▶ Requirements:
**A)** Transcribe the sanctions handbook extract, starting at "Hall & Wilcox handbook: your" and ending at "and ever-changing area.".
**B)** According to the sanctions handbook extract, which body administers Australia's Sanctions Regime?
**C)** Resume the sanctions handbook extract on Australia's sanctions regime from the point where it stops.

▶ Extract:
Hall & Wilcox handbook: your guide to the Australian sanctions regime
In this handbook, we summarise the Australian sanctions regime as at March 2025. We hope it assists you and your business navigate this difficult and ever-changing area.
If you would like to know more, or obtain advice on sanctions issues, please do not hesitate to reach out to the Hall & Wilcox sanctions team: Chris Sacre, Kendall Messer and Charlotte Young.
Introduction to Australia’s Sanctions Regime
Sanctions are measures not involving the use of armed force imposed in situations of international concern, including the grave repression of the human rights or democratic freedoms of a population by a government, or the proliferation of weapons of mass destruction or their means of delivery, or internal or international armed conflict.
Australia’s Sanctions Regime is administered by the Department of Foreign Affairs and Trade, Australian Sanctions Office.

▶ Dataset content:

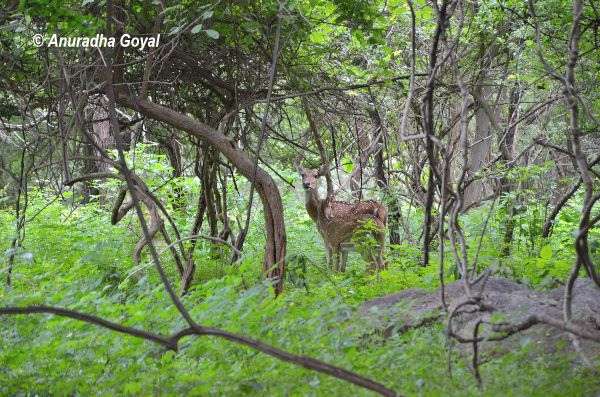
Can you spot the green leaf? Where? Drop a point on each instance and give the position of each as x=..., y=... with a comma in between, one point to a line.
x=196, y=29
x=546, y=252
x=212, y=34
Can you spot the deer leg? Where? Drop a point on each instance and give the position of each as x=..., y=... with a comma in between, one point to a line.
x=336, y=259
x=329, y=256
x=380, y=261
x=344, y=259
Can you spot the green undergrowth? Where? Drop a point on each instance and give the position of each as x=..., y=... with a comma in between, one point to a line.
x=74, y=258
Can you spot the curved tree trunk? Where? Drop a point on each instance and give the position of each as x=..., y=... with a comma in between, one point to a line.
x=275, y=245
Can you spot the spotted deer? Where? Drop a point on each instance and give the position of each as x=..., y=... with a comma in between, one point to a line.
x=337, y=221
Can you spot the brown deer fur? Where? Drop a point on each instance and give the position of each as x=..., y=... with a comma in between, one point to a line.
x=337, y=220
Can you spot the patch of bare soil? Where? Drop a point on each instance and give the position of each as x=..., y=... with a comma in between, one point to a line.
x=511, y=302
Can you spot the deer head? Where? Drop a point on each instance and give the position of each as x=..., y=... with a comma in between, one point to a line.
x=310, y=177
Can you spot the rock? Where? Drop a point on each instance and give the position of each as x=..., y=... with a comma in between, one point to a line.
x=512, y=303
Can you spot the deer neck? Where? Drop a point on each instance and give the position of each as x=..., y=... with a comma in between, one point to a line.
x=313, y=203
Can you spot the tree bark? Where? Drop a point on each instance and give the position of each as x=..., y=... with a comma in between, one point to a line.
x=275, y=245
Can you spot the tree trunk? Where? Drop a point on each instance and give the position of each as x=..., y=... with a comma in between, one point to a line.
x=275, y=245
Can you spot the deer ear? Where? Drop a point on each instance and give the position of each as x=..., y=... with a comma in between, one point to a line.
x=323, y=170
x=298, y=165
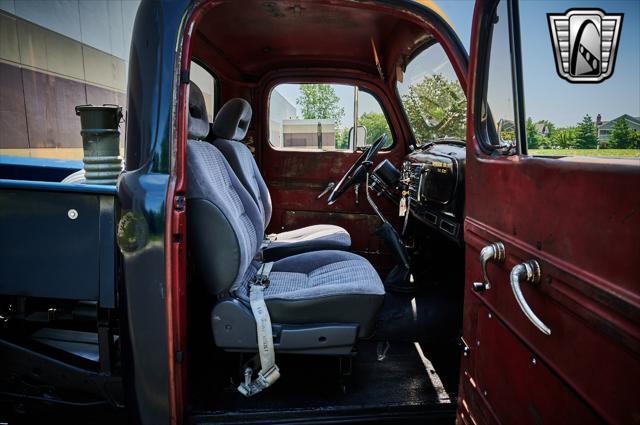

▶ Final results:
**A)**
Hall & Wilcox handbook: your guide to the Australian sanctions regime
In this handbook, we summarise the Australian sanctions regime as at March 2025. We hope it assists you and your business navigate this difficult and ever-changing area.

**B)** The Department of Foreign Affairs and Trade, Australian Sanctions Office.

**C)**
Australia implements:
Australian autonomous sanctions
- Australian autonomous sanctions are made as a matter of foreign policy, by the Australian Government of the time, and may supplement the United Nations Security Council sanctions or be separate from them.
- Australian autonomous sanctions are in place in relation to the Former Federal Republic of Yugoslavia, Myanmar, Russia/Ukraine, Zimbabwe, and also issue-based sanctions for serious corruption, serious violations or serious abuses of human rights and significant cyber incidents.
United Nations Security Council (UNSC) sanctions
- These sanctions are provided for by the United Nations Security Council and as a member of the UN, Australia imposes them.
- UNSC Sanctions are presently in place in relation to the Central African Republic, Democratic Republic of the Congo, Guinea-Bissau, Iraq, Lebanon, Mali, Somali, South Sudan, Yemen, and also issue-based sanctions for counter-terrorism, the Taliban, ISIL (Da’esh) and Al-Qaida.
Both the UNSC sanctions and Australian autonomous sanctions are in place in relation to the Democratic People’s Republic of Korea, Iran, Libya and Syria. Together we refer to these two sanctions regimes as Australia’s Sanctions Regime.
Indirect effect of geo-political tensions on business dealings
Sanctions are utilised to place financial pressure on nations, entities, or individuals whose conduct is of concern to Australia or globally. Sanctions therefore respond to the geopolitical environment.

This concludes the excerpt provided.